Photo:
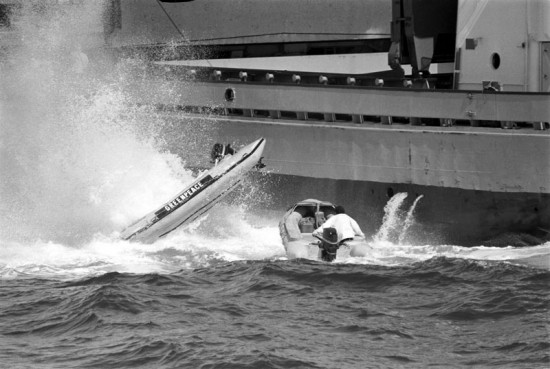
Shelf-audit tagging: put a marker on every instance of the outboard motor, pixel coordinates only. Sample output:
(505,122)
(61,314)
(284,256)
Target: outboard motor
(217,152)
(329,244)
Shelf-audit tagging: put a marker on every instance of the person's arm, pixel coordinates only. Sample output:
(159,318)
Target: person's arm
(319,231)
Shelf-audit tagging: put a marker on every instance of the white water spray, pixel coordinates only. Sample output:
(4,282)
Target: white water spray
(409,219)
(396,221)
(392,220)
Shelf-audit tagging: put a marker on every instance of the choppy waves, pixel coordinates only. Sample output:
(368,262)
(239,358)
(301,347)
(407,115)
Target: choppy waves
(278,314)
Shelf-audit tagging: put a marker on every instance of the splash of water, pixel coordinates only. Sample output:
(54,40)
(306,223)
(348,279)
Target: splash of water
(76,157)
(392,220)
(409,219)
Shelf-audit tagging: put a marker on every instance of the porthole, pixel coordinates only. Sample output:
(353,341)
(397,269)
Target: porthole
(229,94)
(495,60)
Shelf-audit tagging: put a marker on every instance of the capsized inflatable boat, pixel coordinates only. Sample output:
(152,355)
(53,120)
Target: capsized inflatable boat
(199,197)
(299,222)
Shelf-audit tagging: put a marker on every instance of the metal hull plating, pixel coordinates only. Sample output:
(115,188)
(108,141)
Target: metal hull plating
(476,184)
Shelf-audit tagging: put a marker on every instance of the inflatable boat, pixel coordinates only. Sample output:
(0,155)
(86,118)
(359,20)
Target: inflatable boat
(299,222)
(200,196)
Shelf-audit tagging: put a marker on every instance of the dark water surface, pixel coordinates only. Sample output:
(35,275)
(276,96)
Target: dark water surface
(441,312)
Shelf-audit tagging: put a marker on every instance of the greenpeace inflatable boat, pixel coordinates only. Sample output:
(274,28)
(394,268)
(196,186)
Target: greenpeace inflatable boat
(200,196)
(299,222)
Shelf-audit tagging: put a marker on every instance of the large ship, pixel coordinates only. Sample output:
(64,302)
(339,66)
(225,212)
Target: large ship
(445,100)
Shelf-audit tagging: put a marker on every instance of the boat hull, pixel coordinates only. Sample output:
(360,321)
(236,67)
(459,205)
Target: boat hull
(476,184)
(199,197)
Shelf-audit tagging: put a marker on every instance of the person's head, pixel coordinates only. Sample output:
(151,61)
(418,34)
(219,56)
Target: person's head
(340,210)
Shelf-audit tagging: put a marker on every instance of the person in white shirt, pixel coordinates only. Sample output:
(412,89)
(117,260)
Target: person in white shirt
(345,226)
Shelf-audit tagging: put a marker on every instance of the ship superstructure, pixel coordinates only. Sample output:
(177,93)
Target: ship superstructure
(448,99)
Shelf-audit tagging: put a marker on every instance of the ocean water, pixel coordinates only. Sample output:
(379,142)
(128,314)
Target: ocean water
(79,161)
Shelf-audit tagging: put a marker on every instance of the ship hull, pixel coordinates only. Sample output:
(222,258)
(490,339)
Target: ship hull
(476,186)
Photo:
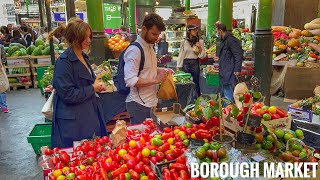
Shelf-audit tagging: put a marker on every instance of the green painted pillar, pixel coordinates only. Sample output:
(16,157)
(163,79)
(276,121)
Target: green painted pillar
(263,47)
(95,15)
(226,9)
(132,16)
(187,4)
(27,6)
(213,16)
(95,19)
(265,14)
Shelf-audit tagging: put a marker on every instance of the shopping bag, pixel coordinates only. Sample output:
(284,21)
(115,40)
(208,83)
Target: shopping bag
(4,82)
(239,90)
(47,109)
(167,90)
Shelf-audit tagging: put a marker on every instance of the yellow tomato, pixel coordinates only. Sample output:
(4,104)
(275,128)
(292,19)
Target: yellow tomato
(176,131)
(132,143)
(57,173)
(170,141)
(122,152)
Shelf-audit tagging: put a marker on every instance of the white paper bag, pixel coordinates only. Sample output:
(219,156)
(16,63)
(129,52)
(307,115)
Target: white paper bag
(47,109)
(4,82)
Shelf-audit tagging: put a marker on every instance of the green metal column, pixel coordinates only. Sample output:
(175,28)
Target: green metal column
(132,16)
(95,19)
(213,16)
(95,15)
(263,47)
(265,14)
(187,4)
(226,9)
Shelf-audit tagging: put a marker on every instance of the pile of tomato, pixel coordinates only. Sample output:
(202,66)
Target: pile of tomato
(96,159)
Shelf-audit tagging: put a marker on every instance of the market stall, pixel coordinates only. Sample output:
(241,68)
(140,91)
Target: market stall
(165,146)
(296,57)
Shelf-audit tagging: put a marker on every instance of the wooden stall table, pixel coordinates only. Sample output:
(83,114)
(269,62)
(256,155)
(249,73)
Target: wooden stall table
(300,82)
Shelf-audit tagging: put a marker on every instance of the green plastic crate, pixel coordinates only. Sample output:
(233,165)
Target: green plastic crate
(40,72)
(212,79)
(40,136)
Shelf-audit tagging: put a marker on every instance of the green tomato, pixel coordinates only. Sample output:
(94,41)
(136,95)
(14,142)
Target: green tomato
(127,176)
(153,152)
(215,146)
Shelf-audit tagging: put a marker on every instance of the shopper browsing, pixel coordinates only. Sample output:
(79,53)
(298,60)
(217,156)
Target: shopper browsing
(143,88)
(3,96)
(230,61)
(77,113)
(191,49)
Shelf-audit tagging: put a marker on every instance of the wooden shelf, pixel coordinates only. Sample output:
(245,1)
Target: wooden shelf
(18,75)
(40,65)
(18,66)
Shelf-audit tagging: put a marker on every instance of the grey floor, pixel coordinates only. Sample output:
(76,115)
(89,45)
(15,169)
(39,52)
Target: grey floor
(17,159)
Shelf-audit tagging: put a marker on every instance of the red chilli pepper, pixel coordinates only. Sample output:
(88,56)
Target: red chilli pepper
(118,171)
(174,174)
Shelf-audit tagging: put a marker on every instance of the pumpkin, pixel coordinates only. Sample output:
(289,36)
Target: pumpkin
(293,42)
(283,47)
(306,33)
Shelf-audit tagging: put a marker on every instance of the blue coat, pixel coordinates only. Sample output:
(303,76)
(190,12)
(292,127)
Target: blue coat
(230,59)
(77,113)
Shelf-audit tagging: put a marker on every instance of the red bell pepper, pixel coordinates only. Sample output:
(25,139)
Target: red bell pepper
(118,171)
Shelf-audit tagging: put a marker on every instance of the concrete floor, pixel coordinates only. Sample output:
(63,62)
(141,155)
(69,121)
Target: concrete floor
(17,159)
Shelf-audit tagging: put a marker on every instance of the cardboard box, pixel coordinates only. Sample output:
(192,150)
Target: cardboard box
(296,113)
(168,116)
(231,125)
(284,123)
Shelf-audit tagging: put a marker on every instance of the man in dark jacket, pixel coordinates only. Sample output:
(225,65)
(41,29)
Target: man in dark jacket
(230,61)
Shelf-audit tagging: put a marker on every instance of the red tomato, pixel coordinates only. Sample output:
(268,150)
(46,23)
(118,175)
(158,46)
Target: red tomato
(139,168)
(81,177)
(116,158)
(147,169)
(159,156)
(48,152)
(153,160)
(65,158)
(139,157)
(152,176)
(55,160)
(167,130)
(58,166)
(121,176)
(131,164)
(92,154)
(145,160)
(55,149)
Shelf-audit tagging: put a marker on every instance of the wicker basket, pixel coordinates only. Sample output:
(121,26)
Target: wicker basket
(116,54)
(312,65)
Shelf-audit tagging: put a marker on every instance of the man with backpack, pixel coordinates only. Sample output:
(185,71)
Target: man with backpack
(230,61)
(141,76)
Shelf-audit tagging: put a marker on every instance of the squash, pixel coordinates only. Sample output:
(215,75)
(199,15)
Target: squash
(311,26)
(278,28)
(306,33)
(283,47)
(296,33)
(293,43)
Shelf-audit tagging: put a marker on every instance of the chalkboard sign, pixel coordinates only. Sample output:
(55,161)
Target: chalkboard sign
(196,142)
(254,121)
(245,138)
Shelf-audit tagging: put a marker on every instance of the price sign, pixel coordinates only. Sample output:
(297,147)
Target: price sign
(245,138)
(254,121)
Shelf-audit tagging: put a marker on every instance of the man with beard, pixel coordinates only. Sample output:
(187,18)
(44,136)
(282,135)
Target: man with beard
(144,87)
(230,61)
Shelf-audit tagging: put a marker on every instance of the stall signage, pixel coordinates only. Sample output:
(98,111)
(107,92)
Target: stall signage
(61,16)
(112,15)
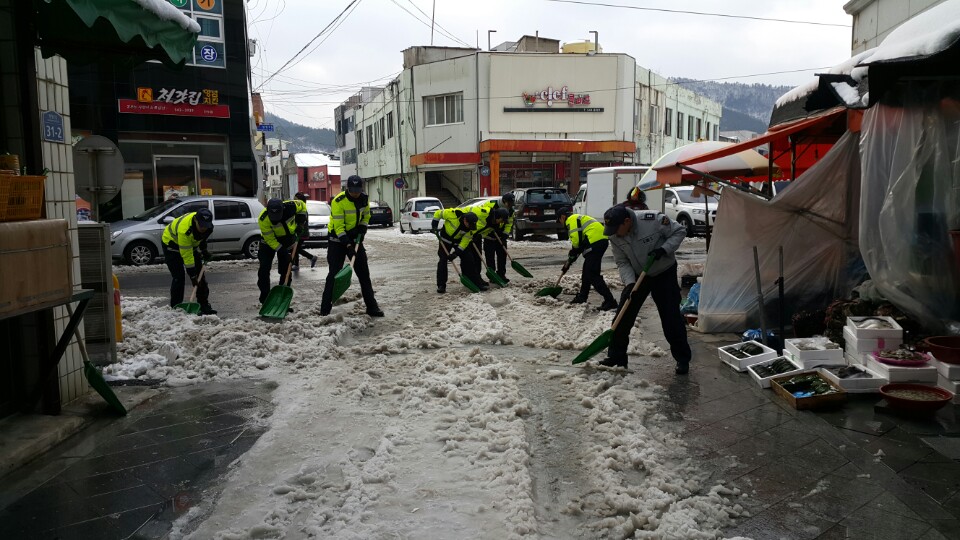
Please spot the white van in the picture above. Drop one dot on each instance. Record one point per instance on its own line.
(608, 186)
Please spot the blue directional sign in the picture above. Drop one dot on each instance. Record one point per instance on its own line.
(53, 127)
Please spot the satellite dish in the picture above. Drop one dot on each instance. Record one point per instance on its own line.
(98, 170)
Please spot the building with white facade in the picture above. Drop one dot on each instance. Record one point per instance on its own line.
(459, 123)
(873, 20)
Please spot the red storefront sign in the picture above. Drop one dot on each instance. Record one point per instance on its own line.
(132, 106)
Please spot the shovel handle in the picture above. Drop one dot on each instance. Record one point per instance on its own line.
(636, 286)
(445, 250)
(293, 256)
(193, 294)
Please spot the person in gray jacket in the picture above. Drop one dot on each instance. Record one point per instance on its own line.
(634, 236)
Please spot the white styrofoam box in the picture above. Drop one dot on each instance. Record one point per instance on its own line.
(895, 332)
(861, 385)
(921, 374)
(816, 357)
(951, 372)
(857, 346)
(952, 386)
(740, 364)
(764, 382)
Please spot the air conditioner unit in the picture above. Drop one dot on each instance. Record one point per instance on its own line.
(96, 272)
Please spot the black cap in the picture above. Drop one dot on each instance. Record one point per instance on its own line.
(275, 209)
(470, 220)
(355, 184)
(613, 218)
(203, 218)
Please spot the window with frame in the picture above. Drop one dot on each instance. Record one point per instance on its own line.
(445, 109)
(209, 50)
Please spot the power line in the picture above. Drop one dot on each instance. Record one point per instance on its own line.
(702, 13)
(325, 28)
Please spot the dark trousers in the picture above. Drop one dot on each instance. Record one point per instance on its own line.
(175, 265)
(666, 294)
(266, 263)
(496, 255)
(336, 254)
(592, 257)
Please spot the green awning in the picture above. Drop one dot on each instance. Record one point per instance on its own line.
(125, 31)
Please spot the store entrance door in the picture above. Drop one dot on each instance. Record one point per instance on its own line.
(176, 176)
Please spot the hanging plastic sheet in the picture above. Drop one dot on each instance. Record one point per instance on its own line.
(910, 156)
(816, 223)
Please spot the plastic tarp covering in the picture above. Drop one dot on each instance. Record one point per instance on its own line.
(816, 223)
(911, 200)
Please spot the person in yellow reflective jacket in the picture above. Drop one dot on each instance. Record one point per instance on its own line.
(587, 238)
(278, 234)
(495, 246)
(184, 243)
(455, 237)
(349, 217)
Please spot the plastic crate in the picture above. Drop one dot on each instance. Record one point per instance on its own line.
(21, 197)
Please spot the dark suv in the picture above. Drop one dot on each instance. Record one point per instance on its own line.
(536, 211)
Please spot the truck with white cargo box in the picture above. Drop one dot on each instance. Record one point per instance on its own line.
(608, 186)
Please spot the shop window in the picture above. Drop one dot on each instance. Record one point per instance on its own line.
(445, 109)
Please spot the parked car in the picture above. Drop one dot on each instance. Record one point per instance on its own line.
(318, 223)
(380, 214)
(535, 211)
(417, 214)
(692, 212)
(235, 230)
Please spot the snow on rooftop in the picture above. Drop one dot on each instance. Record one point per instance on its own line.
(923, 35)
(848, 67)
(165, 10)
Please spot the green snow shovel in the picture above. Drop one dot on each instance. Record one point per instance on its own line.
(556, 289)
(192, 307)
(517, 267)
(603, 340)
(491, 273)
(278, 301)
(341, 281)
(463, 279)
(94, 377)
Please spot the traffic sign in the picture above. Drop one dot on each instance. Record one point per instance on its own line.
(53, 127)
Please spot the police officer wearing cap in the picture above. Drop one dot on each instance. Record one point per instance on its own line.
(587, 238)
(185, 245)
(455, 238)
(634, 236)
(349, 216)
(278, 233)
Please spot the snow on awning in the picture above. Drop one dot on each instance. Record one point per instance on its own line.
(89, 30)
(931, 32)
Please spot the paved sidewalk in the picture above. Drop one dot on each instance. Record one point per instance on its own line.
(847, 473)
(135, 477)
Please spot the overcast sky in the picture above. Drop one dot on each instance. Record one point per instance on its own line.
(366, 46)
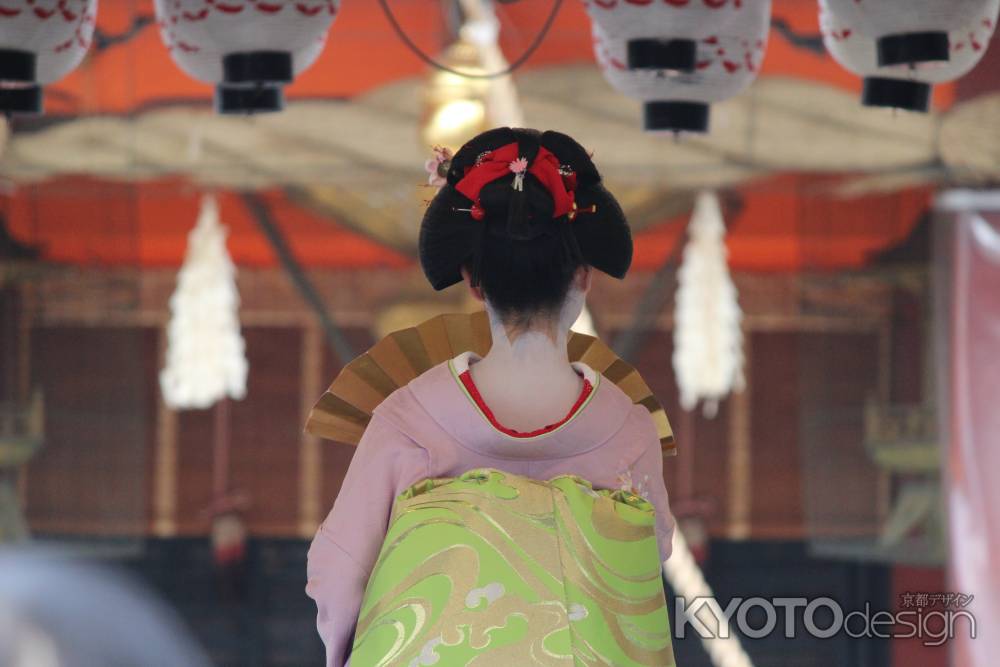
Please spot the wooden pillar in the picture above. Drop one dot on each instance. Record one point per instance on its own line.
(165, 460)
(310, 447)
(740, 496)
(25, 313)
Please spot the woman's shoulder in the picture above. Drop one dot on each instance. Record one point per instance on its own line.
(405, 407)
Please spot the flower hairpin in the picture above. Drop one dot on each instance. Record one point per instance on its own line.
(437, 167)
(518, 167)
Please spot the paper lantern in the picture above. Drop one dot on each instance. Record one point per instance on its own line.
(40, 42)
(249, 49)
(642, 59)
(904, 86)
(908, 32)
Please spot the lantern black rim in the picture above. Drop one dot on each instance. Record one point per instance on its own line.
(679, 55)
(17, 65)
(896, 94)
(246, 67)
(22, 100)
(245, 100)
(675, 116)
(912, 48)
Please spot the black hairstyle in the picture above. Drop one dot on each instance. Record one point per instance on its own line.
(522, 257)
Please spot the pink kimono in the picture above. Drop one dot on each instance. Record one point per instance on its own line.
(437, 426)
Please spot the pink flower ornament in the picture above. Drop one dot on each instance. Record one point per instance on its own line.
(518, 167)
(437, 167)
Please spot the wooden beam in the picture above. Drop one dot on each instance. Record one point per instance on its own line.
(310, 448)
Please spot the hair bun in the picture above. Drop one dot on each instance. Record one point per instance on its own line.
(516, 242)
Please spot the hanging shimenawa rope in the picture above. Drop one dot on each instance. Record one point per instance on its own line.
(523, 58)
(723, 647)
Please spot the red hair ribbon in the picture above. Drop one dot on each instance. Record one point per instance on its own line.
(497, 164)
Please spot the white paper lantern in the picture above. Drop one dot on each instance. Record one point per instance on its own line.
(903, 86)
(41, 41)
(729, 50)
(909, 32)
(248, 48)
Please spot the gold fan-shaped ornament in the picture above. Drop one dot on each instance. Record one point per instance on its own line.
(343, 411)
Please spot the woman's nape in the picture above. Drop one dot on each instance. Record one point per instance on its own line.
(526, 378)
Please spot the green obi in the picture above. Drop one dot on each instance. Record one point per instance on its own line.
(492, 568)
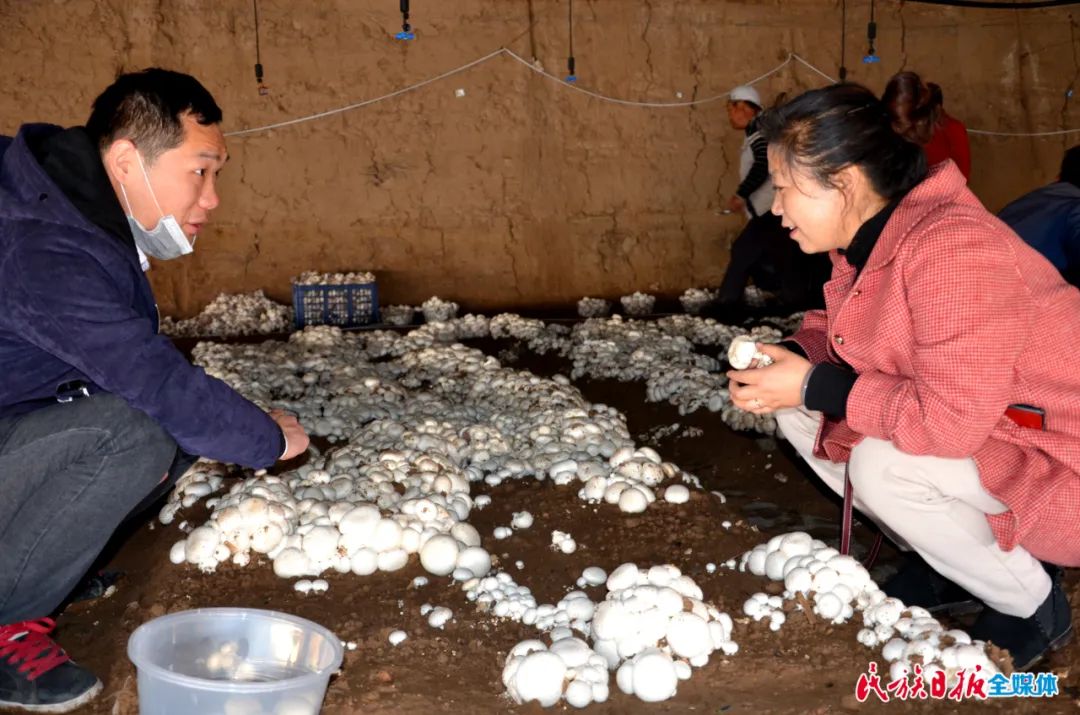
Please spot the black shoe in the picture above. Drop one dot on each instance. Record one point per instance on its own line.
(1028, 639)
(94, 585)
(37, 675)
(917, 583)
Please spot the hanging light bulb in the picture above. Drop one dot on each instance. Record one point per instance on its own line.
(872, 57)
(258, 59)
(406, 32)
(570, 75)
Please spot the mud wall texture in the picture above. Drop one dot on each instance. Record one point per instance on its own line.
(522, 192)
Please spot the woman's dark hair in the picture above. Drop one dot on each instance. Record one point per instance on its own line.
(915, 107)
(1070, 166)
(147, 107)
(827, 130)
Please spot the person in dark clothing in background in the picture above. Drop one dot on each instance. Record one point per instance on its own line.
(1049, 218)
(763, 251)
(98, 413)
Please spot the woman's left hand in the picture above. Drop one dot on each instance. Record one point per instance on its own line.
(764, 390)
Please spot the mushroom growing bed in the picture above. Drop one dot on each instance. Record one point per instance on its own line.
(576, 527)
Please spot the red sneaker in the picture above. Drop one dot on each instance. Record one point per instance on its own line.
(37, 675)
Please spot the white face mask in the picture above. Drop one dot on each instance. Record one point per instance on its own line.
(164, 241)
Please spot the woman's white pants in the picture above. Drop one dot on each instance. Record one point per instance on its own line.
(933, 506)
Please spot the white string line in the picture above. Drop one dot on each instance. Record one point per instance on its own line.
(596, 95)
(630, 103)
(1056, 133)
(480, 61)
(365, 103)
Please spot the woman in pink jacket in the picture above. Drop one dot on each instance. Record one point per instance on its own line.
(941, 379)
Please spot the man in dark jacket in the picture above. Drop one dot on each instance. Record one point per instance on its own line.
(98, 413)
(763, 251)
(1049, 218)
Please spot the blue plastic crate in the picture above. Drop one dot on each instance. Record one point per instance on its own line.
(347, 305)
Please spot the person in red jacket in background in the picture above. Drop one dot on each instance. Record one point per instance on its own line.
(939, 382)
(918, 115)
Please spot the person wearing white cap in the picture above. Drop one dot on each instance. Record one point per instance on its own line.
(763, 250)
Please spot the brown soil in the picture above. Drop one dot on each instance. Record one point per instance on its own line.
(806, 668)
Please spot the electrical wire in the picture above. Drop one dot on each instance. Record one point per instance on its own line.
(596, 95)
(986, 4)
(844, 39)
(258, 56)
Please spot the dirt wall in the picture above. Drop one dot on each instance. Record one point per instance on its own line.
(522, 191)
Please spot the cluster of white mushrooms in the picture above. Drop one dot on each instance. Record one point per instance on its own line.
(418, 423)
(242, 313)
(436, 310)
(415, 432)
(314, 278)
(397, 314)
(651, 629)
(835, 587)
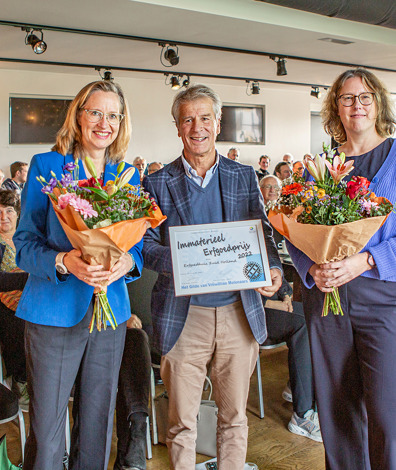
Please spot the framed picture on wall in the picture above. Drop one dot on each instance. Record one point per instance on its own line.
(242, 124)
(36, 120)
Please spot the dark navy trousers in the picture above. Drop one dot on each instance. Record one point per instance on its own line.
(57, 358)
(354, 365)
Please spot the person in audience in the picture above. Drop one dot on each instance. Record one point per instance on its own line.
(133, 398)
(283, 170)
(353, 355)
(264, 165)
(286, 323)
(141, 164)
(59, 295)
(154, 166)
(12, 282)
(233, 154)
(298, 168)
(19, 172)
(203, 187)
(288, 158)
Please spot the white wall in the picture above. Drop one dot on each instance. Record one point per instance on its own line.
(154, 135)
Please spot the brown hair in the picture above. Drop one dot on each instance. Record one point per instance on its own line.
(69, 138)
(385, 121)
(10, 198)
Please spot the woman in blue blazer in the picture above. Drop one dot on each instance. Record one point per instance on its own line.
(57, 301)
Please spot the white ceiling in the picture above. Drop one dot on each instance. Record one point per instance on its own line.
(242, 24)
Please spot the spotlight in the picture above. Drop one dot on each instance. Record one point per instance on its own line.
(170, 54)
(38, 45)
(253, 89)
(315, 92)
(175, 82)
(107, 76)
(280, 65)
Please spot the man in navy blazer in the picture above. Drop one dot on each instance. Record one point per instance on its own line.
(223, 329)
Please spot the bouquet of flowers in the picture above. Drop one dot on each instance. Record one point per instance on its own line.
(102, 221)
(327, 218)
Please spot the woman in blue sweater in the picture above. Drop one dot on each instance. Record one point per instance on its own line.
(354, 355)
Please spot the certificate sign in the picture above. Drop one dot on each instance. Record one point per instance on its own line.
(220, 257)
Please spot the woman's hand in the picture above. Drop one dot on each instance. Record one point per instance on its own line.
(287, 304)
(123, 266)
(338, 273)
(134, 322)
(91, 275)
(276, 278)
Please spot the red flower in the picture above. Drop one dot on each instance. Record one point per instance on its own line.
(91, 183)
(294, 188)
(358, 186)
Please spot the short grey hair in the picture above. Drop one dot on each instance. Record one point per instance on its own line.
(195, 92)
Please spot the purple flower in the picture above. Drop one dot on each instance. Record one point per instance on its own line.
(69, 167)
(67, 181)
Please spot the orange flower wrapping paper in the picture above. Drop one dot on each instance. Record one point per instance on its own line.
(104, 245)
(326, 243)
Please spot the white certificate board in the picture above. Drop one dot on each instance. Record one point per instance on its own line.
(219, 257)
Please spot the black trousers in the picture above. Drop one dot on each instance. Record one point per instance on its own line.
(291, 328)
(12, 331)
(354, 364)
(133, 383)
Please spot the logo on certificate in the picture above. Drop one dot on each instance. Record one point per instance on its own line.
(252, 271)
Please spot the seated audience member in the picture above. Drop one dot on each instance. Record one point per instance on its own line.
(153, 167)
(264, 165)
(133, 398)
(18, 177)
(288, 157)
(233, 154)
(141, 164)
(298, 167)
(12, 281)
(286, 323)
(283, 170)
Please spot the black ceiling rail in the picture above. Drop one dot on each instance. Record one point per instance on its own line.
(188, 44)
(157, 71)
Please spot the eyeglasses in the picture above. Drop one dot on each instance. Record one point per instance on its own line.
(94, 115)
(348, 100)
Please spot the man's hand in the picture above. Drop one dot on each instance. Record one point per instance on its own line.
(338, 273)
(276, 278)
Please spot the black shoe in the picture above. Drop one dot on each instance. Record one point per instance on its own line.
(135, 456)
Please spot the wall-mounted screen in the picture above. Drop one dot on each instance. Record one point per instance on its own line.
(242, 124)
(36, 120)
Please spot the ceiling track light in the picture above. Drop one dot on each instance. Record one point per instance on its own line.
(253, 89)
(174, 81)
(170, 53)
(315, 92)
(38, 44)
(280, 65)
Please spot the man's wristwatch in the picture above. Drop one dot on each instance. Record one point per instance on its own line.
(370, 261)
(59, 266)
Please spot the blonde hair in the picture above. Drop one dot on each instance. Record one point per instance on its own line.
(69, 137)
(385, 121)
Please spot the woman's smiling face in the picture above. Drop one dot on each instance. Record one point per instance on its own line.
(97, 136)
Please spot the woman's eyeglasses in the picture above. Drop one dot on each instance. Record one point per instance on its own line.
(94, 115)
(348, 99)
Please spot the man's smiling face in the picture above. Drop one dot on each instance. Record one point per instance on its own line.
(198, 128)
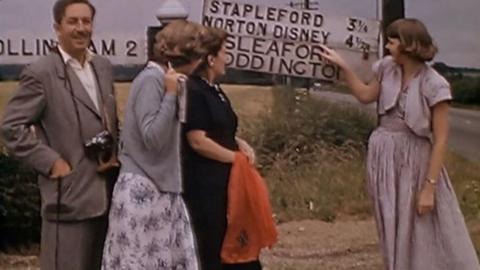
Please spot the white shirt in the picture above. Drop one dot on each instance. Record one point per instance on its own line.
■ ■ ■
» **Stated goal**: Retype word for word the span of lines above that begins with the line containing "Please spot the man's hand" and ends with the last line of the records; skip all pictures.

» **Exercise response**:
Please spot the man's hand in the picture above. Drop one dot on each instance. Record one point per instance on its own line.
(338, 273)
(276, 278)
Please spot the black shoe in the picture above. Drop one dot on each instance. Record one point per instance on its own line.
(135, 456)
Please spot the wall-mounted screen in the picture above. Drop one dot on each instance. Record one point per instance on its own line.
(242, 124)
(36, 120)
Please spot the ceiling track light in the picture above. Drop one dot on each instance. Record one point per instance on its own line.
(253, 89)
(174, 81)
(170, 53)
(315, 92)
(38, 44)
(280, 65)
Please spot the man's wristwatch in the picture above. Drop one dot on each instance. Record one point per instance on its own line.
(370, 261)
(59, 266)
Please spot the blonde hair in the picture above. Drop one dot on each instance. Record one point per instance on its own line.
(69, 137)
(385, 121)
Please spot the woman's smiling face in the picture above. Drop one dot on each instance. Record one point per instance on its own line.
(97, 136)
Please spot the woman's eyeglasses in the picture above. Drop one dot on each instance. Record one point per instance on its own line.
(94, 115)
(348, 99)
Please spot the man's smiling face in the picture above. Drop one dot on each instance. Record one point per instance on its own line.
(198, 128)
Please spot the white shirt in the picture above. Drop one dot on each instance. Record one point per instance on its own line.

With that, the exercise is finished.